- **Saved entries**
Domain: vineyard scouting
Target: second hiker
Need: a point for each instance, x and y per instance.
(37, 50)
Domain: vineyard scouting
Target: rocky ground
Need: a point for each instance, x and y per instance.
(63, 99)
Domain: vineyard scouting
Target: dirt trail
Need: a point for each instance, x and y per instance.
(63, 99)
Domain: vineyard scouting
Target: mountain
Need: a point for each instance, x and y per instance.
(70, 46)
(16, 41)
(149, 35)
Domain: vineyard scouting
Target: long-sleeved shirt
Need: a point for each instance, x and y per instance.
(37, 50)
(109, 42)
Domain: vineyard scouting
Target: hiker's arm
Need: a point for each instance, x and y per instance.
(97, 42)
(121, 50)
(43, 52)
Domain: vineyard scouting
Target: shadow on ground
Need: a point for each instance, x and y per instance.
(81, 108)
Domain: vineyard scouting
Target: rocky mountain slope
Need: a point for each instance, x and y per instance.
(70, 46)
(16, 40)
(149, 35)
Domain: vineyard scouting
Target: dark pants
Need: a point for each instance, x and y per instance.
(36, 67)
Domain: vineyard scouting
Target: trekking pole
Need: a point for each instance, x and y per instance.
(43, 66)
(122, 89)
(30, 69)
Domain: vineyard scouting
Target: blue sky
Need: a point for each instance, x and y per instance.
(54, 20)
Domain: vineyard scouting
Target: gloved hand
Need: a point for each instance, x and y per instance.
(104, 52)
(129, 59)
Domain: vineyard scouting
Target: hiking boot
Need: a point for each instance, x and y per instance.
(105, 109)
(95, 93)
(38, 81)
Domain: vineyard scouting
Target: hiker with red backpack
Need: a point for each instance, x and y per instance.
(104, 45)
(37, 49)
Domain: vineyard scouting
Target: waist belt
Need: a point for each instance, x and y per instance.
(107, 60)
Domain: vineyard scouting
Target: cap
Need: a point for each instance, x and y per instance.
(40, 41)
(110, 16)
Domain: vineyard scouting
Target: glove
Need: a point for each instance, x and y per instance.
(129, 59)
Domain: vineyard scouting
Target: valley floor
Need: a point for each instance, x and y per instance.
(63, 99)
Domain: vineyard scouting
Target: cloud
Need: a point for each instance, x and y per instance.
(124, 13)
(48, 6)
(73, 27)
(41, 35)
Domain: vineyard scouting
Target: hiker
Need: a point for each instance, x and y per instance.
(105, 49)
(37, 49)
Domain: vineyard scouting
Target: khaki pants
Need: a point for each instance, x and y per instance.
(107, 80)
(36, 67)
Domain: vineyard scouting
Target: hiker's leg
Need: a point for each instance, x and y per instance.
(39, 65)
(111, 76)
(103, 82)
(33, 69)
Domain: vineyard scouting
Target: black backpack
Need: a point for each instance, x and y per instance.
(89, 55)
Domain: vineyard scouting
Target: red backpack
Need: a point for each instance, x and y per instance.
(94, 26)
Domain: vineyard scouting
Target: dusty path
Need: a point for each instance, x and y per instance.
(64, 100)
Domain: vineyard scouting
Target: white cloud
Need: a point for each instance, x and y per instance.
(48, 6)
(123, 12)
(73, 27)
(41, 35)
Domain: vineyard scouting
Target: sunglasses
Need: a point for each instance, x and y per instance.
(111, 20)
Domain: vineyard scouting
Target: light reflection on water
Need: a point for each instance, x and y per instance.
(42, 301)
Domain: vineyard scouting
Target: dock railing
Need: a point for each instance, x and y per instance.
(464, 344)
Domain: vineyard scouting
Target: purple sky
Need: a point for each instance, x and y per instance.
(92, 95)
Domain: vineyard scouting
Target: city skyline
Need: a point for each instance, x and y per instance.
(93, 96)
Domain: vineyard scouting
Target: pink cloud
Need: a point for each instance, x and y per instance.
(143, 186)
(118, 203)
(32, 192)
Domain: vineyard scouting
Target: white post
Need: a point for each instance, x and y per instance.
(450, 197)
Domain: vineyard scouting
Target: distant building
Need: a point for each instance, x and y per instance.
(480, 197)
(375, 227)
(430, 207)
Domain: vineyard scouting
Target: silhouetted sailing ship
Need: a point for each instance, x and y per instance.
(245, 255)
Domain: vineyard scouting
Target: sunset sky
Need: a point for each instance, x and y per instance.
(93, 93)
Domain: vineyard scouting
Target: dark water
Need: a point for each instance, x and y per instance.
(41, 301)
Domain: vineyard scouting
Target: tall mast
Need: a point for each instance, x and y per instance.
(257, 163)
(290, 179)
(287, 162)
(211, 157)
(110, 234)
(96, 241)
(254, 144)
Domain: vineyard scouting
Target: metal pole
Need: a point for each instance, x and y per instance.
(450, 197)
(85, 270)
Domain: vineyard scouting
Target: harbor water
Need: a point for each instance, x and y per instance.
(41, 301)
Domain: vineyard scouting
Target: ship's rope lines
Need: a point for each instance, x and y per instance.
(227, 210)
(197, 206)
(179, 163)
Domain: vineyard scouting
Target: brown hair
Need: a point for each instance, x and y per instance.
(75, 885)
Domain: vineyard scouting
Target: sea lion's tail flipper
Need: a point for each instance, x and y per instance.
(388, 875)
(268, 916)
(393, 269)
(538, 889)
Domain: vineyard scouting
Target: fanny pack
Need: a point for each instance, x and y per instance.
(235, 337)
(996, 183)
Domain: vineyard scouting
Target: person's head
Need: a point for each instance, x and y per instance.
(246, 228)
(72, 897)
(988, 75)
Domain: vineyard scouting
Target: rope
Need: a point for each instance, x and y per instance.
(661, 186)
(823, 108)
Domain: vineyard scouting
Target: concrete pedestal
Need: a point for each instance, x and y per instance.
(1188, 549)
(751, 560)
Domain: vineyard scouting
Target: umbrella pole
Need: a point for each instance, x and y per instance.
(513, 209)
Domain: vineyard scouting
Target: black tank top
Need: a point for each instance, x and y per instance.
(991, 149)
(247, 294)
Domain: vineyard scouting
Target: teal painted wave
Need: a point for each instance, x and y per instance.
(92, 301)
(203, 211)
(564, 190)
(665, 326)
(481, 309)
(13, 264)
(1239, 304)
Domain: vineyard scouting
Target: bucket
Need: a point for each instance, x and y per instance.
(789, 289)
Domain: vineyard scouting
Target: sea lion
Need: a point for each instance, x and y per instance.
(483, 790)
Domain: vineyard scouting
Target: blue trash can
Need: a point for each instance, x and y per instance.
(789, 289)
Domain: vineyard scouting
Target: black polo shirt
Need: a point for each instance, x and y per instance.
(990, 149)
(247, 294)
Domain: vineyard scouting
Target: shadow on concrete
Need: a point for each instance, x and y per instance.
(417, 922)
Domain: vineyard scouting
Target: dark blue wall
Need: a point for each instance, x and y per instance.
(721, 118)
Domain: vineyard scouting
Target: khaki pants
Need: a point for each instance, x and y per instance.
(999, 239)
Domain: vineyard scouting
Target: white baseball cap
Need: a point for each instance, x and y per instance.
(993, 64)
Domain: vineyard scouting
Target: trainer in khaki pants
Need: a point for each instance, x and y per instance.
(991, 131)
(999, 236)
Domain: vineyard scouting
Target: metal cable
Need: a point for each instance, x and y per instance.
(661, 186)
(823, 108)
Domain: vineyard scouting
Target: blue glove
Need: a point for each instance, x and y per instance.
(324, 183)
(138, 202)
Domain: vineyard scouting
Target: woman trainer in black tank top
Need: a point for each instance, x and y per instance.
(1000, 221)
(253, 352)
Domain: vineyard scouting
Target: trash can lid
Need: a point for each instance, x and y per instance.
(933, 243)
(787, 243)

- **WHAT TO PRODUCE**
With "trash" as the string to match, show every line of the entries above that has it.

- **COMPLETED TASK**
Target: blue trash can
Target: trash can lid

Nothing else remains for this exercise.